## Do this
Reproduce the material below verbatim, from its first line through its last.

** Start Raw data **

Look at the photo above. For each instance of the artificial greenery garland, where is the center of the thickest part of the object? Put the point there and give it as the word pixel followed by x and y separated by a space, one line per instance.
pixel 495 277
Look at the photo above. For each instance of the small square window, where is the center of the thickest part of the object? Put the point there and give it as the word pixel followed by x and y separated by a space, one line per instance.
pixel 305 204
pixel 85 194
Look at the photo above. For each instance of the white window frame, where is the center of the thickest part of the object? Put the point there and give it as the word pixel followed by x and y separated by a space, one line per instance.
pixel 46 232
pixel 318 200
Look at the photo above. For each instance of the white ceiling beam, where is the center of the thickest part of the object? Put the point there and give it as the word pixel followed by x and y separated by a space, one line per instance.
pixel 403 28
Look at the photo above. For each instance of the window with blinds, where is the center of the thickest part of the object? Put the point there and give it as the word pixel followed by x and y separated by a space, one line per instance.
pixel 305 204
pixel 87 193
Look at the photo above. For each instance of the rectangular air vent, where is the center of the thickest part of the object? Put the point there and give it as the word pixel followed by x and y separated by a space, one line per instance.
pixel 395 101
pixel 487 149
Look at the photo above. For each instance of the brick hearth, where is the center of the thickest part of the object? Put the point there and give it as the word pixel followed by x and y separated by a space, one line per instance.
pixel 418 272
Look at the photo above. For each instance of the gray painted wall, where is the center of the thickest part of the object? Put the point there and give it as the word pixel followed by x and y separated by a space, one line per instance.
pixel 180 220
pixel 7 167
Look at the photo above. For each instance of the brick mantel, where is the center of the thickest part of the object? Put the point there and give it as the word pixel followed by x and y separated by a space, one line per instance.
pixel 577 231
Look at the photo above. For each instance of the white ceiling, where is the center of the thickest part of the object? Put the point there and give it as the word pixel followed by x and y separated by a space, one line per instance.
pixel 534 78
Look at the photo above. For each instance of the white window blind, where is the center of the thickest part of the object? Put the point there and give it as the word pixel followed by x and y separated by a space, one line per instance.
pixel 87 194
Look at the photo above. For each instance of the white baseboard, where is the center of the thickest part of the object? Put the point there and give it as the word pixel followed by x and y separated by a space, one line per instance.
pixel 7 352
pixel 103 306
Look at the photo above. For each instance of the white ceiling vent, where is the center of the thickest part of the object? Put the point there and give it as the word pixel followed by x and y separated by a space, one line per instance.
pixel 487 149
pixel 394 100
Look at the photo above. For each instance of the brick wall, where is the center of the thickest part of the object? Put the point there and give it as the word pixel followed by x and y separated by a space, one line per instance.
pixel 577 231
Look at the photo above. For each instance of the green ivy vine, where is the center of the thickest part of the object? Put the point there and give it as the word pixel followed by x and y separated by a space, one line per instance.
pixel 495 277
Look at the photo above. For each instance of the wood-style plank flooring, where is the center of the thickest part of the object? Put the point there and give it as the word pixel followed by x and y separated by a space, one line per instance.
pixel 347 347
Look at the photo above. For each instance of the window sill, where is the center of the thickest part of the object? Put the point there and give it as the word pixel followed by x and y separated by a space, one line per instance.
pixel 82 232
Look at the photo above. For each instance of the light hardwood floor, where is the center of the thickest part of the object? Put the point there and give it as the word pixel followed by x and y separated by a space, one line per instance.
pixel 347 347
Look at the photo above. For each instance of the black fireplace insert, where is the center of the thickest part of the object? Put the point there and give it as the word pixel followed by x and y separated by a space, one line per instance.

** End Raw data **

## Response for this exercise
Look at the photo above. For each instance of the artificial greenery garland, where is the center of the thickest part of the object? Put the point there and give it as the word pixel followed by x and y separated by a space, one line per instance.
pixel 495 277
Look at the photo above. For each instance of the small square window, where is the center of the thickest part of the object? Put the point there and give it as the word pixel followed by x and y separated by a space, one line per instance.
pixel 305 204
pixel 85 194
Look at the photo above. For each instance of the white window frame, where is the center of the thickest part of the object? Put the point there and give it as the word pixel followed by x and y separated by a space, one line per instance.
pixel 46 232
pixel 318 200
Look at the photo above. For each instance of the white ceiling beam, where is the center of the thickest part of the object? Put the point there and give it as the word pixel followed by x and y separated by a space, one line per instance.
pixel 403 28
Look at the photo above. For each instance of the window with blinds, where is the center of the thickest part of the object? Put the point there and give it as the word pixel followed by x and y separated by a space, one line per instance.
pixel 305 204
pixel 87 193
Look at the photo above. For each instance of the rectangular air vent, where is the center of the thickest part of the object? Put the point there and give it as the word pixel followed by x and y separated by a space, one line per instance.
pixel 395 101
pixel 487 149
Look at the photo above. For each instance of the brick hearth, where is the center of the thickest part of the object? Put the point there and give it as the word pixel followed by x and y separated by a space, one line per instance.
pixel 418 272
Look at the photo above. For each instance of the gray painted wall, where is the center of the thickest part of the object? Put the point there and give it as the word pixel followed by x and y separated by a space, one line per instance.
pixel 180 220
pixel 7 167
Look at the photo above. For each instance of the brick mantel, where is the center of the thickest part of the object? Put the point there and give it as the word pixel followed by x and y separated by a space, one line per instance.
pixel 577 231
Look at the photo above. For each instance of the white ceiling, where is the center of the thickest part of the object? Put the point there and give it as the word pixel followed by x and y separated by a space, one line per instance.
pixel 534 78
Look at the photo above. For each instance of the white window blind, where is the center of the thickest part of the object? Put the point there and give it as the word pixel followed by x and y separated by a space, one line per instance.
pixel 87 194
Look at the photo above. For each instance of the white baseboard, where is the center of the thickest part of the object? Put the point there and give it as the word pixel followed by x and y separated by a space, one line per instance.
pixel 7 352
pixel 103 306
Look at the photo above. For each instance of the white ceiling vent, where is the center of the thickest part of the object? Put the point there and give it as the word pixel followed by x and y separated by a space, one line per instance.
pixel 487 149
pixel 394 100
Look at the photo above. For each instance of the brick wall, where is the center of the thickest part of the object? Put the point there and give it as the word pixel followed by x and y separated by a space, one line per instance.
pixel 577 231
Look at the photo above. For each instance of the green ivy vine, where is the center of the thickest part of the object? Put the point there and give it as the word pixel followed by x and y separated by a space, one line per instance.
pixel 495 277
Look at the photo above. For each instance of the wood-style plank flooring, where is the center of the thickest part of the object? Put the point there and give it as the word pixel followed by x and y separated by a space, one line per instance.
pixel 347 347
Look at the photo above. For each instance of the window sill, where is the center of the thickest part of the object? Put the point there and give it as the word pixel followed by x and y separated by a space, one line per instance.
pixel 82 232
Look at the photo above. For each instance of the light hardwood floor, where is the center of the thickest part of the object? Put the point there and give it as the word pixel followed by x and y separated by a space, one line per instance.
pixel 347 347
Look at the photo above. For each instance of the black fireplace insert, where is the center of the thickest part of the object? Put the point there and give it as the word pixel followed by x and y separated by a space, one line per instance.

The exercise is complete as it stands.